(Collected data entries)
====

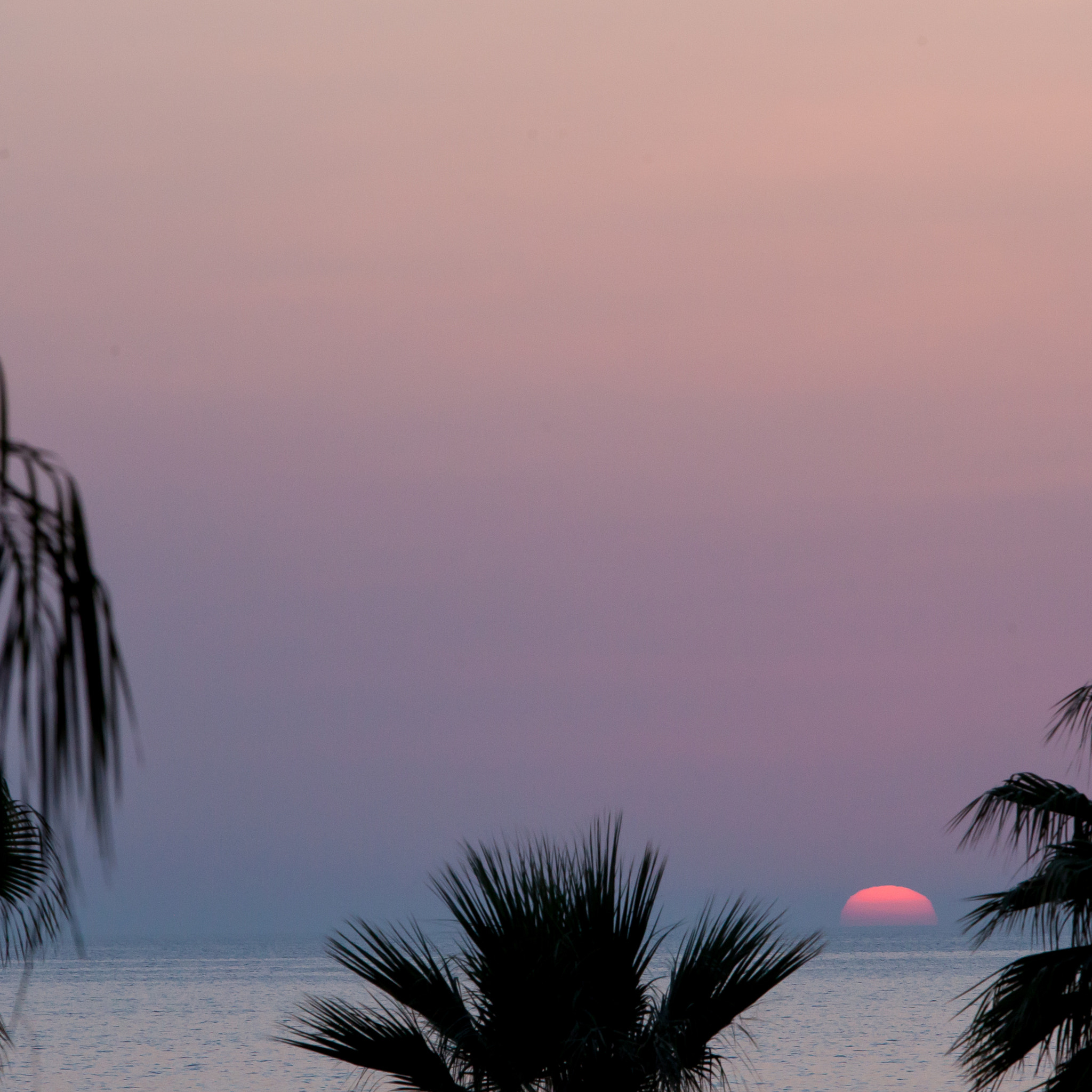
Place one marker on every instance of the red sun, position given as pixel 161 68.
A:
pixel 888 905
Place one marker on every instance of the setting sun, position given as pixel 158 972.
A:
pixel 888 905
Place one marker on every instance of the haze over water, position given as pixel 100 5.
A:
pixel 491 416
pixel 875 1014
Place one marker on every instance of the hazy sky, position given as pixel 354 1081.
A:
pixel 494 414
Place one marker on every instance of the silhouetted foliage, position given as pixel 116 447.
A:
pixel 63 693
pixel 1039 1008
pixel 550 985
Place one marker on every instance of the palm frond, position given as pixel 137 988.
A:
pixel 379 1039
pixel 1040 1004
pixel 406 966
pixel 724 966
pixel 33 884
pixel 1074 716
pixel 1028 808
pixel 1074 1075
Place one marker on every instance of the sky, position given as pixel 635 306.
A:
pixel 492 416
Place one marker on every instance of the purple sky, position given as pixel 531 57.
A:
pixel 492 416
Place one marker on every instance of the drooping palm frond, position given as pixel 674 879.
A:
pixel 1073 1075
pixel 1055 900
pixel 1038 1006
pixel 380 1040
pixel 62 680
pixel 550 989
pixel 33 890
pixel 724 966
pixel 1074 714
pixel 1028 808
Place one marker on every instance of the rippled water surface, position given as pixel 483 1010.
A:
pixel 876 1011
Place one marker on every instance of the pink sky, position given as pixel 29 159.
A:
pixel 492 414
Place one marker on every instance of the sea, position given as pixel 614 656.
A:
pixel 878 1010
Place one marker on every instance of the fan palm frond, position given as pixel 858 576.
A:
pixel 554 992
pixel 62 680
pixel 1041 1004
pixel 1028 808
pixel 406 966
pixel 724 966
pixel 380 1039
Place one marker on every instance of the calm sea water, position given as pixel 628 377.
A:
pixel 877 1010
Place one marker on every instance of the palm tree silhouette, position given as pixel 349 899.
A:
pixel 1038 1007
pixel 550 985
pixel 63 694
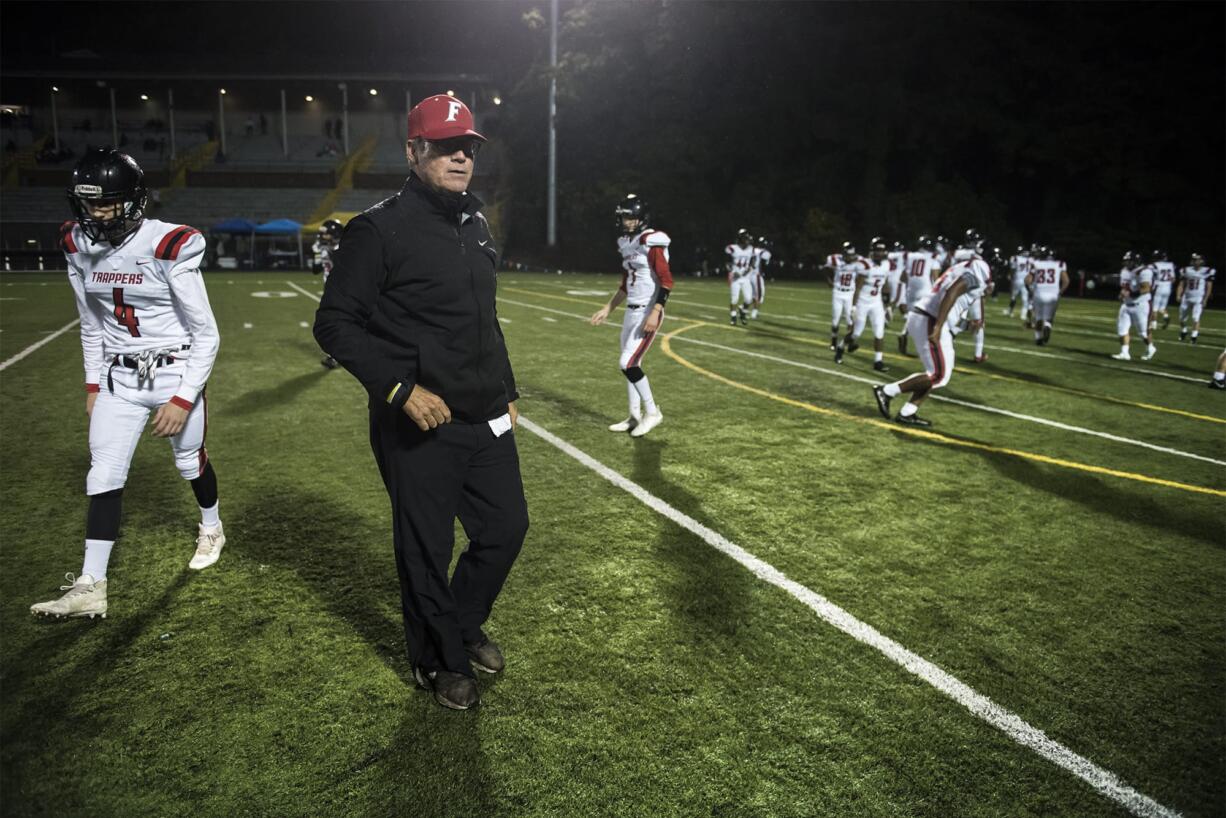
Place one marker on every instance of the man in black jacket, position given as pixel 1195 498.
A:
pixel 410 310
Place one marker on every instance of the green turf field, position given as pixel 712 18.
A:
pixel 1029 546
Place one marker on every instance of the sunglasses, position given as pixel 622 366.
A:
pixel 448 146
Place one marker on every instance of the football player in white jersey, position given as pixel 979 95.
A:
pixel 1048 277
pixel 1195 287
pixel 1164 283
pixel 844 267
pixel 898 260
pixel 1135 281
pixel 1019 266
pixel 761 258
pixel 869 303
pixel 741 276
pixel 928 324
pixel 148 340
pixel 325 245
pixel 646 282
pixel 922 269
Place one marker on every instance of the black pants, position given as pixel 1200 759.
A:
pixel 457 470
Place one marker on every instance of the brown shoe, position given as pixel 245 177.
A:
pixel 486 655
pixel 454 691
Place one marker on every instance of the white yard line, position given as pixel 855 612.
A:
pixel 38 344
pixel 982 407
pixel 1010 724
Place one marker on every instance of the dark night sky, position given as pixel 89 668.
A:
pixel 1099 124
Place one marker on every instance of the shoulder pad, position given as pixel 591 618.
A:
pixel 173 242
pixel 655 238
pixel 69 238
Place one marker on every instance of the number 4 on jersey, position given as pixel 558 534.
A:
pixel 125 313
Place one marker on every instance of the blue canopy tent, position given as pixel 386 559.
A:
pixel 278 227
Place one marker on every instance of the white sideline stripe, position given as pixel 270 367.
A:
pixel 871 382
pixel 1032 738
pixel 38 344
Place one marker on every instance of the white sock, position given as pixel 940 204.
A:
pixel 97 554
pixel 649 402
pixel 635 401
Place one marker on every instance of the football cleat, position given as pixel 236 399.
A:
pixel 650 421
pixel 883 401
pixel 85 597
pixel 624 426
pixel 209 547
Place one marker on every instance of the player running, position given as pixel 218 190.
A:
pixel 646 282
pixel 844 267
pixel 741 276
pixel 922 269
pixel 326 242
pixel 1050 279
pixel 760 259
pixel 1195 287
pixel 1135 281
pixel 869 302
pixel 928 326
pixel 148 340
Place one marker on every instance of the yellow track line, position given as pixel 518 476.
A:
pixel 891 356
pixel 666 345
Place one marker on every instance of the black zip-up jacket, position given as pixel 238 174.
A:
pixel 411 301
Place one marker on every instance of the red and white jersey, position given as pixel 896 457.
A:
pixel 1194 282
pixel 1047 277
pixel 761 255
pixel 846 271
pixel 974 271
pixel 874 279
pixel 644 265
pixel 741 260
pixel 1130 281
pixel 146 294
pixel 1164 276
pixel 1019 265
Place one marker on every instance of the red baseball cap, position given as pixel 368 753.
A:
pixel 440 117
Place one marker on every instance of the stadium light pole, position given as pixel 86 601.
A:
pixel 285 126
pixel 345 114
pixel 55 122
pixel 221 115
pixel 114 119
pixel 171 109
pixel 552 196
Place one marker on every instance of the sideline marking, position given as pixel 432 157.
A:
pixel 980 705
pixel 1110 399
pixel 982 407
pixel 38 344
pixel 928 435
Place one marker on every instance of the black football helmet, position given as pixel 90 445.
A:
pixel 110 183
pixel 330 232
pixel 877 248
pixel 632 207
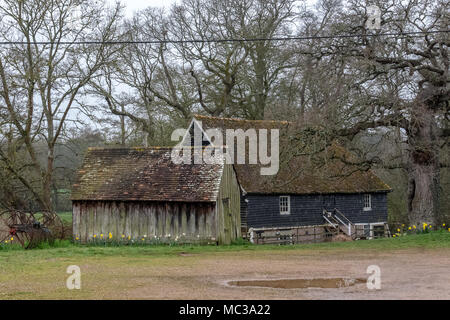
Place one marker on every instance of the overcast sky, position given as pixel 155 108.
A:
pixel 133 5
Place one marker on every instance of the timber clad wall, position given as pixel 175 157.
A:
pixel 264 211
pixel 144 218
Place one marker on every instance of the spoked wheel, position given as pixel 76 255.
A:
pixel 25 228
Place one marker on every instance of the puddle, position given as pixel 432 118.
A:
pixel 298 283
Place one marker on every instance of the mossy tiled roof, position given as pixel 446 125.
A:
pixel 300 172
pixel 144 174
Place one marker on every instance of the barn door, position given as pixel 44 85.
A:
pixel 329 202
pixel 227 220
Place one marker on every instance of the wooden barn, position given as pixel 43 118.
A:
pixel 139 193
pixel 321 191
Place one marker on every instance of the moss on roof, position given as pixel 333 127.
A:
pixel 144 174
pixel 306 166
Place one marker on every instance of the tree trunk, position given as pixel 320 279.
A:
pixel 423 172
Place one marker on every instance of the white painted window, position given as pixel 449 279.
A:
pixel 367 202
pixel 285 205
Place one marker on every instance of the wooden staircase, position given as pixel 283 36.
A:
pixel 338 220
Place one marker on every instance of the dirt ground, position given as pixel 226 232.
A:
pixel 405 274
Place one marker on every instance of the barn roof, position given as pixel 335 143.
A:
pixel 332 170
pixel 144 174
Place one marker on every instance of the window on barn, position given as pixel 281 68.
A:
pixel 285 205
pixel 367 202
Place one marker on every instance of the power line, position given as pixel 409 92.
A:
pixel 169 41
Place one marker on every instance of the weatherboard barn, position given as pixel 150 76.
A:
pixel 140 193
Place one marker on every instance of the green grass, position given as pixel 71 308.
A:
pixel 435 239
pixel 112 271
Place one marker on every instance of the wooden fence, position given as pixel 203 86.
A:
pixel 314 234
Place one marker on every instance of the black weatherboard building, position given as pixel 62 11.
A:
pixel 325 189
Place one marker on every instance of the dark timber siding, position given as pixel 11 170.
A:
pixel 263 210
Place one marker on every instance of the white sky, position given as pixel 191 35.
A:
pixel 133 5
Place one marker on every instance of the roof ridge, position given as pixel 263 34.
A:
pixel 196 115
pixel 131 148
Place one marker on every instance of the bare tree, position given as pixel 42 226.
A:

====

**TASK PROMPT:**
Find "frond" in the data above. Report each line where it appears.

**EXERCISE OUTPUT:**
Place one marker on every instance of the palm frond, position given as pixel 137 988.
Place one marker on every instance of the drooping palm frond, position given as pixel 674 879.
Place one marker on every instance of the fan palm frond, position given as pixel 858 576.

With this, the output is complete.